▶ Extract to read
============

Bob Hillman and Don Weidner have a nice little paper in the form of a dialog about what you have when a partner withdraws leaving only one “partner”: Partners Without Partners: The Legal Status of Single Person Partnerships. Here’s part of the abstract:
Although we have differing views on whether a single person partnership is possible under RUPA, we conclude on common ground that the buyout is appropriate. We also unite in a call for statutory clarification.
Gary Rosin, commenting on the paper, states his position more succinctly, quoting Springsteen: “When you’re alone you’re alone. When you’re alone you ain’t nothing but alone.”
The basic problem is that the partnership statutes define a partnership as two or more persons, but don’t specify whether withdrawal of the penultimate partner triggers dissolution of the entity or, instead, a buyout plus continuation by the sole remaining partner.
In my view the answer is clear.
In a two-member partnership, the firm necessarily dissolves and is not continued on dissociation of one of the members because the remaining firm would not have the requisite two members to be a partnership.
Bromberg & Ribstein, §7.03(c), n. 13a. Although you can’t get that from the statute, it is a necessary implication of the definition of partnership.
If you insist that the fact that the statute doesn’t define this as a dissolution event, or that the partnership “entity” still exists notwithstanding withdrawal, then here’s some policy for you. The function of the partnership statute is to serve as a standard form for a particular type of relationship — i.e, among two or more members. As I point out in my Rise of the Uncorporation (p. 158, fn omitted),
The idea of multiple owners is inherent in the partnership standard form and coherent with partnership’s other provisions. Among other things, partnerships are based on contracts, which seemingly require two or more people: they are associations involving sharing of financial and management rights among the members, and the important partnership concepts of dissociation and dissolution necessarily imply a relationship from which to dissociate. Moreover, multiple owners distinguish partnership from another standard form—that of agency, which is based on a single party (the principal) getting all of the benefit (i.e., profit) and having all of the control.
I go on to discuss whether people should be permitted to contract for one-member partnerships, which I view as a more complex issue. But the cases discussed by Hillman and Weidner don’t involve contracts.
H & W are concerned about whether this approach would frustrate buyout rights that would otherwise exist. Maybe, but this is just a default rule. The parties can contract for any kind of buyout they want, as long as they don’t end up with a sole proprietorship. If they don’t contract, they can’t back into a buyout by trying to define a partnership as something it isn’t.
Anyway, the uncertainty costs of the H & W approach exceed the benefits. Allowing a buyout and survival of the partnership leads to a host of problems, some of which they discuss. For example, what if the partnership is an LLP — would the liability protection continue for events after the penultimate partner’s dissociation even if it’s a one-member entity and therefore not a partnership (and so technically ineligible to be an LLP)?

============

▶ Supplied material

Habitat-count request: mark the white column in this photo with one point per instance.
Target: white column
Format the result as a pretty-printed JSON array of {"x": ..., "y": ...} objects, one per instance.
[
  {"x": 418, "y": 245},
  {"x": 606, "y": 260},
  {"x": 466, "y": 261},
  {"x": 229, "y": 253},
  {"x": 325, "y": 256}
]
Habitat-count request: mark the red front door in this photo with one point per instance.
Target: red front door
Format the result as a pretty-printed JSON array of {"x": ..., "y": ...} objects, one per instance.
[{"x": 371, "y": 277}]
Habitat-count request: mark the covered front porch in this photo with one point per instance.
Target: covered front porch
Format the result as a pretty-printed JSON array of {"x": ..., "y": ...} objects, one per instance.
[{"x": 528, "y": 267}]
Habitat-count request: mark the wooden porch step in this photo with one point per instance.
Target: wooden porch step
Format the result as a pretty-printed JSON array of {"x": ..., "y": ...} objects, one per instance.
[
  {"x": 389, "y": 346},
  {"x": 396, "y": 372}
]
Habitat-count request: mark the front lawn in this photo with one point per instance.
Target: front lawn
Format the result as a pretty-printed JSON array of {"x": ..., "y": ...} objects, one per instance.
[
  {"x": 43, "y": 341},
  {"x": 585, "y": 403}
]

============

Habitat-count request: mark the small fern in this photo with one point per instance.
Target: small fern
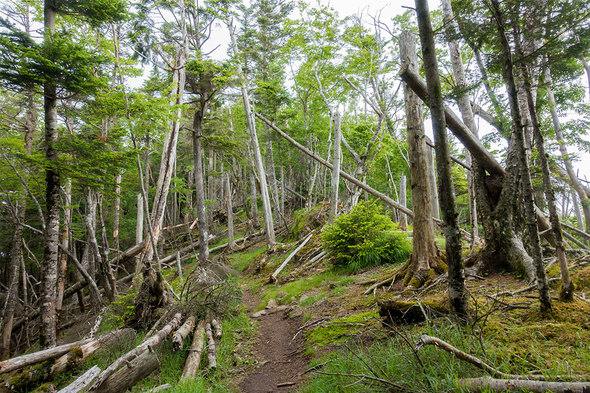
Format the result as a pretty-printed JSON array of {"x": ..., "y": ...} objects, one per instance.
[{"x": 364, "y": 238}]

============

▶ Problem requirements
Answer these about the blog post on single-person partnerships:
1. Whom does Gary Rosin quote when commenting on the paper?
2. How do the partnership statutes define a partnership?
3. What kind of partnership does the final example use to raise the question of continued liability protection?

▶ Response area
1. Springsteen
2. As two or more persons
3. An LLP